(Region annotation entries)
━━━━━━━━━━
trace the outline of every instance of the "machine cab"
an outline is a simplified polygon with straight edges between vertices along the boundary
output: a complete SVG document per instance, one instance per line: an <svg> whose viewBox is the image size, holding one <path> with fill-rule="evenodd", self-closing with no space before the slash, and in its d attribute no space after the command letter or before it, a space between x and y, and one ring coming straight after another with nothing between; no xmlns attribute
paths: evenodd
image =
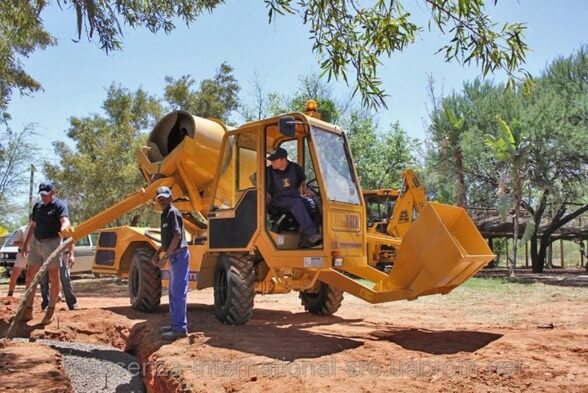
━━━━━━━━━━
Revise every row by changing "outline" to "contour" and keeping all other text as it is. Omit the pictures from your answer.

> **Completed exercise**:
trace the contour of every instance of the "machine cab"
an contour is a simplified polygon with straight edges between vertices along the boundary
output: a complete SVG document per instance, one instance per line: an <svg> whose viewBox is the image size, holding one <path> with fill-rule="evenodd", self-closing with no space before the slash, and in its d attribute no space after the command letter or before it, a space between x and y, and one ring coming straight after another with nothing between; no xmlns attribute
paths: evenodd
image =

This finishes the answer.